Han pasado más de diez años en donde la violencia e inseguridad parecen no tener límites, los últimos meses sus niveles siguen creciendo de forma sostenida, con lo cual se han presentado índices nunca antes vistos en la historia reciente de nuestro país, octubre 2017 es nombrado como el mes más violento de México. Muchas situaciones han confluido para que tengamos este escenario, pero una de ellas es que los conocimientos aprendidos de la crisis de seguridad no siempre han sido para mejorar, creándose efectos indirectos indeseables.

A nivel nacional, la inseguridad y la violencia siguen en escalada. Si bien a inicios del sexenio peñista se había pensado que el fenómeno estaba controlado, la realidad fue que la contracción de los índices delictivos fue circunstancial.  Las autoridades no pudieron dar una explicación precisa de la baja, se pensó que enfrentar al crimen con la musculatura del Estado (más vigilancia, más policías y más militares en las calles), como continuación de una estrategia de seguridad iniciada en 2006, era suficiente. De esta forma las medidas de prevención del crimen y la violencia fueron relegados a elementos accesorios.

■ ■ ■ ■

Reto 1 - Repite al pie de la letra el fragmento del texto sobre la violencia en México comprendido entre "Han pasado más" y "efectos indirectos indeseables.", ambos incluidos.
Reto 2 - Redacta la parte que sigue del texto sobre la violencia en México, empezando después de su última oración.
Las filas no tienen relación con el texto sobre la violencia en México.

■ ■ ■ ■

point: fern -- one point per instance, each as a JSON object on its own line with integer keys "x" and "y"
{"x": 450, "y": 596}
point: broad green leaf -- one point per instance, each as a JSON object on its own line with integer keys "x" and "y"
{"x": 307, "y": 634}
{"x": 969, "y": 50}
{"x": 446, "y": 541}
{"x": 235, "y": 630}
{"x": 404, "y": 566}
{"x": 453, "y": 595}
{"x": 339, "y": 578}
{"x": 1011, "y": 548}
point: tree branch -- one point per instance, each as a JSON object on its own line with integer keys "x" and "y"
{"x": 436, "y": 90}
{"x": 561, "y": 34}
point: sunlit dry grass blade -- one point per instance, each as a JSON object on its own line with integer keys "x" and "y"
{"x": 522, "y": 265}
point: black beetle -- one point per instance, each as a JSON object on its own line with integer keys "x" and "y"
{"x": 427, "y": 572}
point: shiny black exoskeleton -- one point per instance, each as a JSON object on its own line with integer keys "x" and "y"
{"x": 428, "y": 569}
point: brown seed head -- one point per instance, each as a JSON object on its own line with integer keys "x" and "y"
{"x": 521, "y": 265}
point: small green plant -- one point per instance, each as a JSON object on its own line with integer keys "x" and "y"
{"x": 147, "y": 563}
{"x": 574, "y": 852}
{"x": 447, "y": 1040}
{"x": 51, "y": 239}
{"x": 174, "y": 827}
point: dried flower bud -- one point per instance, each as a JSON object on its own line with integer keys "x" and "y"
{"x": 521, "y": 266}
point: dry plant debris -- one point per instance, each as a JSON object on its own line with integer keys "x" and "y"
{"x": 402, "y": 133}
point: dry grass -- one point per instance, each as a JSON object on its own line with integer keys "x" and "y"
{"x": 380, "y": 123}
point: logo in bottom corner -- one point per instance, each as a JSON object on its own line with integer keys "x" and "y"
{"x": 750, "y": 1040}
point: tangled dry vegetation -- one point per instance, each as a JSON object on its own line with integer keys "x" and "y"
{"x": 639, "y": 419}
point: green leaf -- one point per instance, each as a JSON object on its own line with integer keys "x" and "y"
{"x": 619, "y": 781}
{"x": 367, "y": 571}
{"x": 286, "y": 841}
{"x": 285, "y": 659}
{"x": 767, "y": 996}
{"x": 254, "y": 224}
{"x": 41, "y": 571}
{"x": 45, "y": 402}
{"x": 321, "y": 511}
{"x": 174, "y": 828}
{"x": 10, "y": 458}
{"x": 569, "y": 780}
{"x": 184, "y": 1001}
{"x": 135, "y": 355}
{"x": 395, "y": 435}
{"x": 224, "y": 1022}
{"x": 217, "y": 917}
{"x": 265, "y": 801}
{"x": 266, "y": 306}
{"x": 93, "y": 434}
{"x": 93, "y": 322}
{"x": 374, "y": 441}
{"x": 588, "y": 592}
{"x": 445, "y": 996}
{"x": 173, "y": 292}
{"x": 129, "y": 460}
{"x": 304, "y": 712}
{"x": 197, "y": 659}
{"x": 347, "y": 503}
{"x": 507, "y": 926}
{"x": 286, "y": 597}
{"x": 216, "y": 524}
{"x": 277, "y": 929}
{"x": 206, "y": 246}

■ ■ ■ ■

Resultado final 1 -
Han pasado más de diez años en donde la violencia e inseguridad parecen no tener límites, los últimos meses sus niveles siguen creciendo de forma sostenida, con lo cual se han presentado índices nunca antes vistos en la historia reciente de nuestro país, octubre 2017 es nombrado como el mes más violento de México. Muchas situaciones han confluido para que tengamos este escenario, pero una de ellas es que los conocimientos aprendidos de la crisis de seguridad no siempre han sido para mejorar, creándose efectos indirectos indeseables.

Resultado final 2 -
En ciudades como Tijuana, La Laguna, Matamoros, Ciudad Juárez, Ciudad de México, Acapulco, Cuernavaca y Villahermosa, por mencionar los casos más sobresalientes, los índices de homicidios dolosos, secuestros, robos a transeúntes, robos a casa habitación han regresado, e incluso superado al periodo que suponíamos más crítico, es decir, el 2011. Tan sólo en Tijuana, al analizar las cifras de homicidios de enero-octubre 2011 con el mismo periodo de 2017, hubo un escandaloso incremento de 264.4%, en lo que va del presente año en aquella ciudad fronteriza han muerto 1 341 personas, de acuerdo al Secretariado Ejecutivo del Sistema Nacional de Seguridad  Pública.

En este contexto, los aprendizajes para enfrentar el fenómeno delictivo han sido variados, aunque francamente algunos parecen apartados de la realidad. De lado de las autoridades, entre las repuestas más sobresalientes podemos mencionar: la creación de un nuevo de sistema penal, la conformación de nuevas instituciones para atender víctimas y enfrentar los delitos, nuevas leyes e instauración de penas más seberas para los infractores, se ha invertido mayores presupuestos para el equipamiento de policías y el aumento de nuevas tecnologías de vigilancia, etc.

Además, las más recientes propuestas de los actores políticos mexicanos parecen dar pasos más drásticos ante la imposibilidad – incapacidad-  de detener y reducir la violencia e inseguridad. En los últimos años, algunos proyectos legislativos han apostado, por ejemplo, a promover una ley que permita a los ciudadanos portar armas y generar una ley de seguridad interior que aprueba a las fuerzas armadas extender su presencia en las calles y tener mayores atribuciones.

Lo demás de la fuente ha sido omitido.